PROBLEMS TO WORK ON
a – In the summary judgment excerpt, which court reversed the finding of summary judgment in Royal Bank of Canada v. 1643937 Ontario Inc?
b – According to the summary judgment excerpt, why did the Court of Appeal find that the motion judge erred in Royal Bank of Canada v. 1643937 Ontario Inc? Answer in one to three sentences.

TEXT EXCERPT
begin

Of particular interest is Royal Bank of Canada v. 1643937 Ontario Inc, 2021 ONCA 98, where the Ontario Court of Appeal found that there was a genuine issue requiring a trial, reversing the finding of summary judgment at the first stage of the Hryniak test. The Court of Appeal found that the motion judge erred in dismissing unchallenged material evidence at the first stage of the Hryniak test, granting summary judgment to the Plaintiff, without using the enhanced fact-finding powers set out in Rule 20.04(2.1) and (2.2) of the Rules of Civil Procedure. This case is helpful in assessing when a judge is required to exercise these enhanced fact-finding powers.
Pomata Investment v Yang, 2021 ONSC 6786 (“Pomata Investment”) dealt with a dispute involving an executed agreement of purchase and sale and an alleged side oral agreement. Here, the Court granted summary judgment finding that there was no genuine issue requiring a trial despite the alleged side oral agreement. The court also rejected the Defendants’ argument that this was a partial summary judgment motion given that the Defendants had advanced a third-party claim against their realtor. The Court engaged its enhanced fact-finding powers illustrating how a failure to produce available evidence can result in an adverse inference regarding credibility and that the existence of a third-party claim is not fatal to a summary judgment motion in the main action.
In Oxygen Working Capital Corp. v Mouzakitis 2021 ONSC 1907 (“OWCC”) Justice Myers methodically sets out the test for summary judgment, providing a non-exhaustive list of considerations taken into account by the Court when ascertaining whether to engage in the second stage of the Hryniak test. He followed the guidance given by the Court of Appeal in RBC by using his enhanced fact-finding powers to weigh evidence, assess credibility, and grant summary judgment in spite of the allegation of a side oral agreement purporting to amend a written loan agreement.

end

DATA SUPPLIED
begin

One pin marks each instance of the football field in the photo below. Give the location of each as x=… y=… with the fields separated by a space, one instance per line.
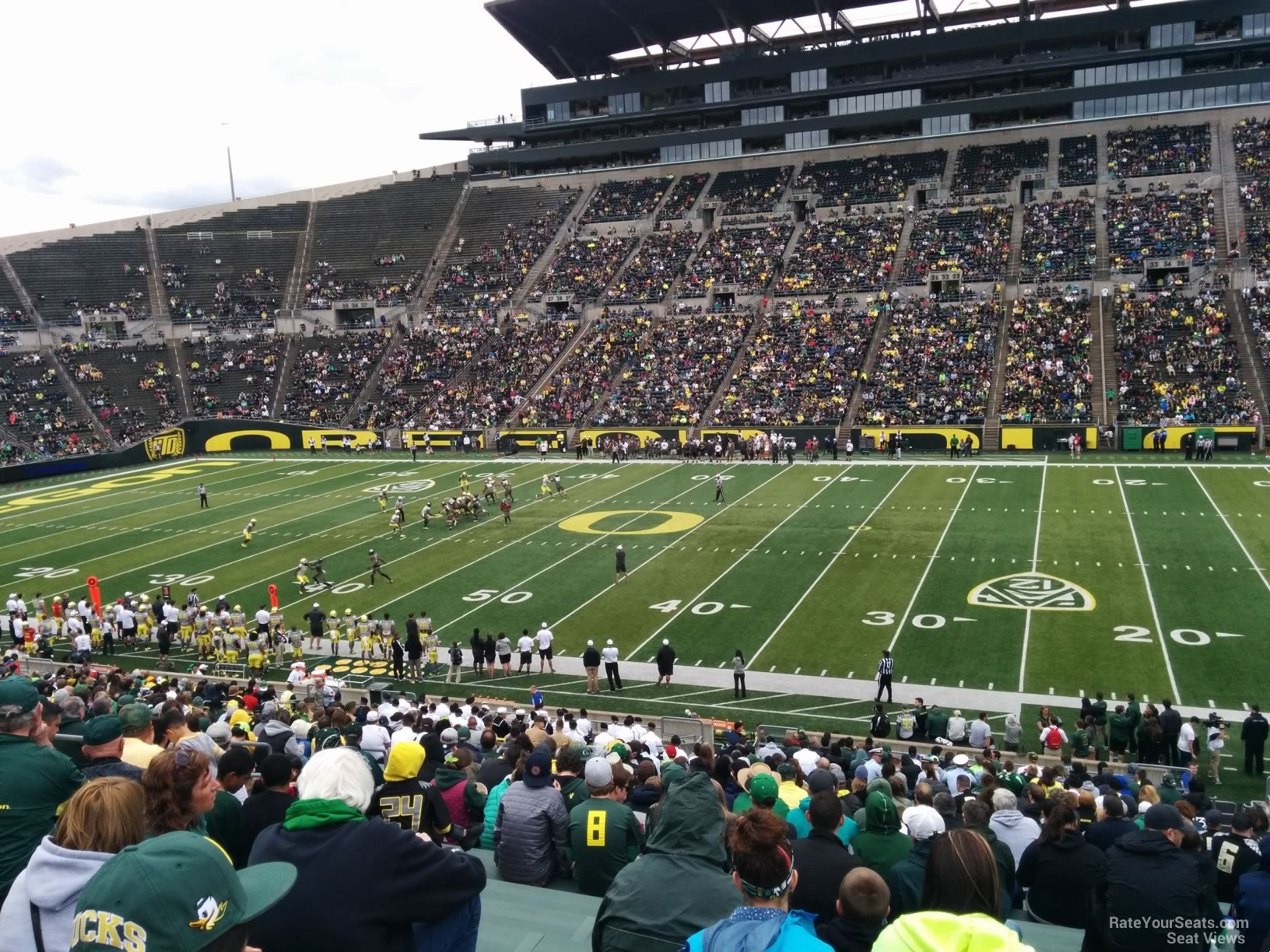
x=1020 y=578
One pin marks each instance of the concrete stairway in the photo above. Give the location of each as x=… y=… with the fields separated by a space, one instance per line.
x=293 y=297
x=158 y=293
x=28 y=306
x=560 y=239
x=1250 y=359
x=445 y=245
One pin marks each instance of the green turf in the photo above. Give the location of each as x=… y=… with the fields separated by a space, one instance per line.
x=809 y=570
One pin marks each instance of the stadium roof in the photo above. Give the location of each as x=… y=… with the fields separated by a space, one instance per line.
x=576 y=38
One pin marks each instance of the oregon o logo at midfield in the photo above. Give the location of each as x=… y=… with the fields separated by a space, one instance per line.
x=1032 y=590
x=673 y=522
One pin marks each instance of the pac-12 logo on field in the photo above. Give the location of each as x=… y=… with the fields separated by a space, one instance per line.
x=1035 y=590
x=167 y=445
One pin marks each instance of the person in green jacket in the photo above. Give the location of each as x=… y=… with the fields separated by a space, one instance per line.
x=936 y=723
x=882 y=845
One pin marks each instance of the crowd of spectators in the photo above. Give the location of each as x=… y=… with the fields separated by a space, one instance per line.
x=1048 y=377
x=583 y=267
x=990 y=169
x=974 y=240
x=587 y=375
x=329 y=373
x=508 y=365
x=38 y=408
x=679 y=203
x=749 y=258
x=880 y=178
x=747 y=191
x=851 y=253
x=1079 y=160
x=324 y=287
x=677 y=372
x=1059 y=241
x=935 y=365
x=1177 y=359
x=802 y=366
x=488 y=278
x=418 y=369
x=1159 y=150
x=624 y=198
x=654 y=267
x=1159 y=224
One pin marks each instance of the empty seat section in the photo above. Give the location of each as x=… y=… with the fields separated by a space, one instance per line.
x=102 y=273
x=379 y=244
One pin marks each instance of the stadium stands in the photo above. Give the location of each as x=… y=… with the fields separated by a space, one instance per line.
x=1059 y=241
x=935 y=365
x=679 y=369
x=654 y=267
x=507 y=367
x=974 y=240
x=624 y=198
x=1079 y=160
x=419 y=369
x=1159 y=150
x=583 y=267
x=1048 y=376
x=1159 y=224
x=990 y=169
x=78 y=277
x=329 y=373
x=233 y=377
x=37 y=407
x=230 y=272
x=1177 y=359
x=852 y=253
x=882 y=178
x=380 y=243
x=749 y=191
x=802 y=366
x=586 y=376
x=132 y=389
x=502 y=233
x=747 y=258
x=679 y=203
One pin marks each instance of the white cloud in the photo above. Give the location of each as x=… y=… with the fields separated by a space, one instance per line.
x=126 y=116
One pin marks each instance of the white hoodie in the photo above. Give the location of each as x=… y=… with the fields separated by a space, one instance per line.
x=58 y=875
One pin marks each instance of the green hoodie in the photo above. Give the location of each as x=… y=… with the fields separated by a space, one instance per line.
x=686 y=845
x=882 y=845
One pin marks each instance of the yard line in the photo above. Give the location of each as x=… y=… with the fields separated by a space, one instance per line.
x=1040 y=512
x=1151 y=598
x=671 y=544
x=1247 y=555
x=743 y=556
x=830 y=565
x=576 y=551
x=930 y=562
x=259 y=552
x=544 y=528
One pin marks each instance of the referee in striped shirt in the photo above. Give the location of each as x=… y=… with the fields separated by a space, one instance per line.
x=884 y=668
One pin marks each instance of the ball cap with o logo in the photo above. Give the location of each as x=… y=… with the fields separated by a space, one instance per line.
x=176 y=893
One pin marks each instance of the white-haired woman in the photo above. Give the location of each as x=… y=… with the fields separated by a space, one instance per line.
x=427 y=898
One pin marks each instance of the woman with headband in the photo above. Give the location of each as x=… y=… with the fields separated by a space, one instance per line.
x=765 y=875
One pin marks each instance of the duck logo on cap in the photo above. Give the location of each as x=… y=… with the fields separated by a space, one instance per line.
x=210 y=913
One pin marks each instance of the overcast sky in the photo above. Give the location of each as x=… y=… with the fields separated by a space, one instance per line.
x=121 y=106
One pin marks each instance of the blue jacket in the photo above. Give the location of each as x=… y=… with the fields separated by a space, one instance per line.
x=790 y=932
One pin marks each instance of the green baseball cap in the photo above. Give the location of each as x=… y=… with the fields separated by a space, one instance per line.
x=763 y=789
x=177 y=893
x=102 y=730
x=20 y=693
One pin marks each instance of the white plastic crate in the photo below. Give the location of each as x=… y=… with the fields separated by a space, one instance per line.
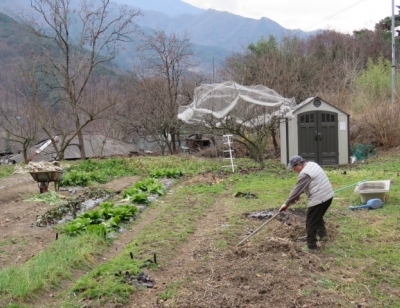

end

OUTPUTS FOR THE TASKS
a – The Ontario Court of Appeal.

b – The motion judge dismissed unchallenged material evidence at the first stage of the Hryniak test and granted summary judgment to the Plaintiff. The judge did this without using the enhanced fact-finding powers in Rule 20.04(2.1) and (2.2) of the Rules of Civil Procedure.